◆ Pointing and labeling listing ◆
"""
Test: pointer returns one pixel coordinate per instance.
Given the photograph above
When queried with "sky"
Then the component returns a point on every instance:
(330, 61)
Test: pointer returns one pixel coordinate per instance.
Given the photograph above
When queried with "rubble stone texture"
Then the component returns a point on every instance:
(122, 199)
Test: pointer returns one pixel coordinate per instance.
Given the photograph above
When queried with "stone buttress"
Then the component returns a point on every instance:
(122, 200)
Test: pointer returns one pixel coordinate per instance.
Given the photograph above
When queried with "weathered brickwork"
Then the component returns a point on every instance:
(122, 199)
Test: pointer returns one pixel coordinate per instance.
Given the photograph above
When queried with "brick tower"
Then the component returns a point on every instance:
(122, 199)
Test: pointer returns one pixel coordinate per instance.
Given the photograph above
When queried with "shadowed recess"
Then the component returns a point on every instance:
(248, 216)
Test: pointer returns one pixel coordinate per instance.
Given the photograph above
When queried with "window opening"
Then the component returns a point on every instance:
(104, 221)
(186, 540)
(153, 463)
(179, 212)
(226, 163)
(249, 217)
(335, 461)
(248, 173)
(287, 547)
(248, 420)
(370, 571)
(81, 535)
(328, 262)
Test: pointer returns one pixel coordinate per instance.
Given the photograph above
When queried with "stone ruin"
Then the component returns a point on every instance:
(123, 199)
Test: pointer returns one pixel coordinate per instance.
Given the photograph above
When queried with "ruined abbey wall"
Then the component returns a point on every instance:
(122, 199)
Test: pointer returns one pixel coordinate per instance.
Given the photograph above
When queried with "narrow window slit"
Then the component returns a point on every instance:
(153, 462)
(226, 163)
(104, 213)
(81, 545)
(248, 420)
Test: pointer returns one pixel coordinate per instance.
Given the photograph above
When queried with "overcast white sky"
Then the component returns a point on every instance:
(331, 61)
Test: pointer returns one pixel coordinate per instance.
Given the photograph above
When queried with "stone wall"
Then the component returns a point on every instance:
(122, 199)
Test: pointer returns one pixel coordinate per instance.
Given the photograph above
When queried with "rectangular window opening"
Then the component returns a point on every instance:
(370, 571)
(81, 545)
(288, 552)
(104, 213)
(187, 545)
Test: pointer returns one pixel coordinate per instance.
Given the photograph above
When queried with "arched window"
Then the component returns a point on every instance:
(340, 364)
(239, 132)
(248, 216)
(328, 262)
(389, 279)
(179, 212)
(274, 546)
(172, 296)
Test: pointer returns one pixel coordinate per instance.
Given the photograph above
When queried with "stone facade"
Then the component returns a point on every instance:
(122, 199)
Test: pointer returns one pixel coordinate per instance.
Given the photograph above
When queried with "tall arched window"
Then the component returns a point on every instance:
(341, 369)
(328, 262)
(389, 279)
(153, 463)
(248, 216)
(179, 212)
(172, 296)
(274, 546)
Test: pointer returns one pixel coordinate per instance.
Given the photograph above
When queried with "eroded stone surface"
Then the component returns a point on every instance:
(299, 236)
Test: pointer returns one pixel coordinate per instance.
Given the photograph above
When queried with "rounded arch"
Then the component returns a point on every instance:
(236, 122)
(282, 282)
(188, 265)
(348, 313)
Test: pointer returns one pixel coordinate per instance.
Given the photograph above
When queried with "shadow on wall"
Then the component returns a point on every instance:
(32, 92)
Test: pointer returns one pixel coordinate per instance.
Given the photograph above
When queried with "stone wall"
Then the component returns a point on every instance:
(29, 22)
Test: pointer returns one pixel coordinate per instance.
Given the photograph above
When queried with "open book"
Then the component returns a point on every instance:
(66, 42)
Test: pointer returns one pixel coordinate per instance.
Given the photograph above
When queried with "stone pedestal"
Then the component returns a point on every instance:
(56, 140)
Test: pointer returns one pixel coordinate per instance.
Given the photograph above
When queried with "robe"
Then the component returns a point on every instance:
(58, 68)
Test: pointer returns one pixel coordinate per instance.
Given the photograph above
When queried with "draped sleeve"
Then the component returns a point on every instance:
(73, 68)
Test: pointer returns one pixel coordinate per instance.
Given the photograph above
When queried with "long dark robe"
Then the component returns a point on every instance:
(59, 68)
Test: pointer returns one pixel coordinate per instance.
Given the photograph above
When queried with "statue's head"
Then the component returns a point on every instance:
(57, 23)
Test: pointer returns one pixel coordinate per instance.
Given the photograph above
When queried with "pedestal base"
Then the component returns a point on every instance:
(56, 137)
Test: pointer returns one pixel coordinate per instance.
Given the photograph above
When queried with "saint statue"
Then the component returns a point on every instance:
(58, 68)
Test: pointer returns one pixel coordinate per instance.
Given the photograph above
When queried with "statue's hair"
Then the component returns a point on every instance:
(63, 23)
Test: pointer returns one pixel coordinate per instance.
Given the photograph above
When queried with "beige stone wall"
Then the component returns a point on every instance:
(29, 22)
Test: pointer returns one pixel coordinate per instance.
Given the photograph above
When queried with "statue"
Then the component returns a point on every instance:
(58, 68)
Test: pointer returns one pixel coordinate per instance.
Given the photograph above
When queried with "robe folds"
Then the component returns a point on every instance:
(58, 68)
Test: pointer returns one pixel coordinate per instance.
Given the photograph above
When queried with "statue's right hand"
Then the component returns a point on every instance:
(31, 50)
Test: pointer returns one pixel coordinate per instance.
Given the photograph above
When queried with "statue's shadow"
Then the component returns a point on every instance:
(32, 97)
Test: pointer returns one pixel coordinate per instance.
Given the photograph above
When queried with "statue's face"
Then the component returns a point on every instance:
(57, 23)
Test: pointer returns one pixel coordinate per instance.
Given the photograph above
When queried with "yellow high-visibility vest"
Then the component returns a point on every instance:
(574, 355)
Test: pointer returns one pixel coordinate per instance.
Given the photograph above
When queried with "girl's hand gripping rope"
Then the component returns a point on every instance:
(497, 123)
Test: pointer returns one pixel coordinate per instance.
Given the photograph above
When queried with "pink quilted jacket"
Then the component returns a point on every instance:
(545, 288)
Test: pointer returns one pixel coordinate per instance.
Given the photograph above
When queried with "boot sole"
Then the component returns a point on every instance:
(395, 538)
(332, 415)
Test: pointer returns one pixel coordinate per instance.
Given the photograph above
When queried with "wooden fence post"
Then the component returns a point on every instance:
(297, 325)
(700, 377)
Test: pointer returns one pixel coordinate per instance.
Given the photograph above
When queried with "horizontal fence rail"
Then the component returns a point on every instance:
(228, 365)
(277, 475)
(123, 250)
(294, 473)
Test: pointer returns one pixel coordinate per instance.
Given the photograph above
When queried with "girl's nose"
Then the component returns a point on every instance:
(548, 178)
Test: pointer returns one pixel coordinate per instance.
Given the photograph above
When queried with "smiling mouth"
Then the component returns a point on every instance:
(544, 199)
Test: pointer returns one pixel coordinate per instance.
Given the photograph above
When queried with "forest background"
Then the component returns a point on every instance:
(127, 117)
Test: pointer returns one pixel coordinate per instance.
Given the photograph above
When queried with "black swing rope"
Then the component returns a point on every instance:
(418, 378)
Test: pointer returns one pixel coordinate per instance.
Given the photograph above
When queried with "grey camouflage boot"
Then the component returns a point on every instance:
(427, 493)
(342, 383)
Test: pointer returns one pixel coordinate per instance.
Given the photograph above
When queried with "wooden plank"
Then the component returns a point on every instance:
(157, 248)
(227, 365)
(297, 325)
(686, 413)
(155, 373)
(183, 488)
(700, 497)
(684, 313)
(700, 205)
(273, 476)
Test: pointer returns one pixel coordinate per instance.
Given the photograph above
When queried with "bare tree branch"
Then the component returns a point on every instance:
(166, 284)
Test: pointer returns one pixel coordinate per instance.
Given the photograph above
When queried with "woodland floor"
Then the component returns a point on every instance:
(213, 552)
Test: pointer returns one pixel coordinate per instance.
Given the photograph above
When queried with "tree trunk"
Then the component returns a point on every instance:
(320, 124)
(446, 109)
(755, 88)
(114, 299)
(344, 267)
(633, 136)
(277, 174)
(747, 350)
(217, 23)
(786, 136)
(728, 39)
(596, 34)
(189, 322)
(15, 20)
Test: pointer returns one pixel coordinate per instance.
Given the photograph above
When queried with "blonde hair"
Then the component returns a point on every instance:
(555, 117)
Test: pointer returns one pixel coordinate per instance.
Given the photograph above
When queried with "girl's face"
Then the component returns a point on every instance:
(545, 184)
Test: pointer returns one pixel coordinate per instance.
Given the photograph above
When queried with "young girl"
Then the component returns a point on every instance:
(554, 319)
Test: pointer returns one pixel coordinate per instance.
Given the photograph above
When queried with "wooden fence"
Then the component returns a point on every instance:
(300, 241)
"""
◆ PROBLEM DETAILS ◆
Count the lines in the listing above that contain the word "stone". Give only the number.

◆ THE REPLY ◆
9